▶ [PROVIDED ENTRIES]:
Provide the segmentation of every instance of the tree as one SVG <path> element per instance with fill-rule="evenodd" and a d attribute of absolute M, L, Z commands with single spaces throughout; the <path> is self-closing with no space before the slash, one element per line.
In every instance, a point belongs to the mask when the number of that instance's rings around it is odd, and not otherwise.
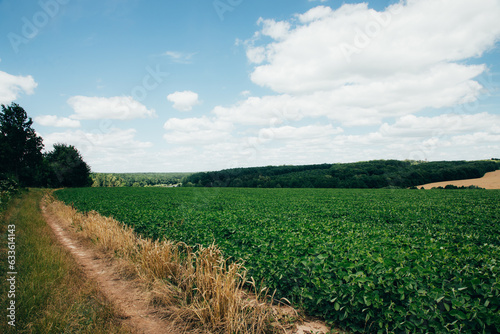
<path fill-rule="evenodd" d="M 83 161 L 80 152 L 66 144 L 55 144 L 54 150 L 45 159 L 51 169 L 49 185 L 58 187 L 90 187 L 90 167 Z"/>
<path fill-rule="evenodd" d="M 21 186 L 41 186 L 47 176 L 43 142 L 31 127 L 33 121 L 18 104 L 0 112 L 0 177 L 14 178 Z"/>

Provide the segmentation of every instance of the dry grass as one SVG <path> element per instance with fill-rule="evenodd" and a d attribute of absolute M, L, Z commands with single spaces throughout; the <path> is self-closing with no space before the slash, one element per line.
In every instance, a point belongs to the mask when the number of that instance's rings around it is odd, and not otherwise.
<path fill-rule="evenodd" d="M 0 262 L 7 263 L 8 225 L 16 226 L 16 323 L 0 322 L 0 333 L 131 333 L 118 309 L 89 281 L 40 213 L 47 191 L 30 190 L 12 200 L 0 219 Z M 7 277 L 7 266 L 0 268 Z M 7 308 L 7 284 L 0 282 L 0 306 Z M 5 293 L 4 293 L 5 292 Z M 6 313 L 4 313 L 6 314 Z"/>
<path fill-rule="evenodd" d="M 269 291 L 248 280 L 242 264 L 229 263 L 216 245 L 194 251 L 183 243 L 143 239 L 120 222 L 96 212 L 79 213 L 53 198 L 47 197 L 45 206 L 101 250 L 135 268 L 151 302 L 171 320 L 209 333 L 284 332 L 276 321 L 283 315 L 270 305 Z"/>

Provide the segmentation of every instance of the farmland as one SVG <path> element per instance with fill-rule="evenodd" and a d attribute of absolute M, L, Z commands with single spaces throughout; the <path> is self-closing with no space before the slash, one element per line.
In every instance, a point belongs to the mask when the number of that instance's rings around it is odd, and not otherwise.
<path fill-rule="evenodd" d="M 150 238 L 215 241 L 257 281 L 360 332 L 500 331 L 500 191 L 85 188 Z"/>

* * *

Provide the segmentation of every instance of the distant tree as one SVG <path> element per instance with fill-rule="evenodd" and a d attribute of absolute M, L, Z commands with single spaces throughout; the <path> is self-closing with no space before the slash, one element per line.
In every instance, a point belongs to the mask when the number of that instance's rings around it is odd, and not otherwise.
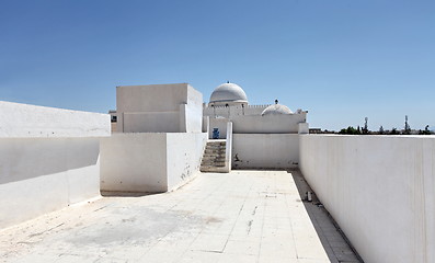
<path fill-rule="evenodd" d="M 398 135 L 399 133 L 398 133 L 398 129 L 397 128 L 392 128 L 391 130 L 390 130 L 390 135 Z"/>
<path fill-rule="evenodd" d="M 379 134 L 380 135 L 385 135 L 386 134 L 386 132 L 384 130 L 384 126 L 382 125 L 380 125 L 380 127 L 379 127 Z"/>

▶ [EXERCISE GOAL]:
In the rows from the line containing "Provide the segmentation of every instance of the tree" through the line containing "269 291 L 248", substitute "self-terminating" for "self-closing" and give those lines again with everything else unchanged, leaving the pictures out.

▶ [FINAL RESULT]:
Provide the segmentation of every instance of the tree as one SVG <path> element per instance with fill-rule="evenodd" and a d attribute of absolute M, L, Z commands with single spaces throughout; the <path> is self-terminating with no space before the slash, one element per line.
In every instance, a point belongs to the mask when the number of that instance's rings around it is odd, and not otherwise.
<path fill-rule="evenodd" d="M 83 161 L 80 152 L 66 144 L 55 144 L 54 150 L 45 159 L 51 169 L 49 185 L 58 187 L 90 187 L 90 167 Z"/>
<path fill-rule="evenodd" d="M 21 186 L 41 186 L 47 176 L 43 142 L 31 127 L 33 121 L 18 104 L 0 112 L 0 177 L 14 178 Z"/>

Provide the segmentation of every instance of the dry grass as one SVG <path> element per instance with fill-rule="evenodd" and a d attribute of absolute M, L, Z commands with single spaces throughout; the <path> is self-terminating with no space before the slash, one element per line.
In every instance, a point belongs to the mask when the number of that instance's rings around it is odd, and not otherwise.
<path fill-rule="evenodd" d="M 0 262 L 7 263 L 8 225 L 16 226 L 16 323 L 0 322 L 0 333 L 131 333 L 118 309 L 89 281 L 40 213 L 47 191 L 30 190 L 12 200 L 0 219 Z M 7 277 L 7 266 L 0 268 Z M 7 308 L 7 284 L 0 282 L 0 306 Z M 5 293 L 4 293 L 5 292 Z M 6 313 L 4 313 L 6 314 Z"/>
<path fill-rule="evenodd" d="M 269 291 L 248 280 L 242 264 L 229 263 L 216 245 L 194 251 L 183 243 L 143 239 L 120 222 L 96 212 L 79 213 L 53 198 L 47 197 L 45 206 L 101 250 L 135 268 L 151 302 L 171 320 L 209 333 L 284 332 L 276 321 L 283 315 L 270 305 Z"/>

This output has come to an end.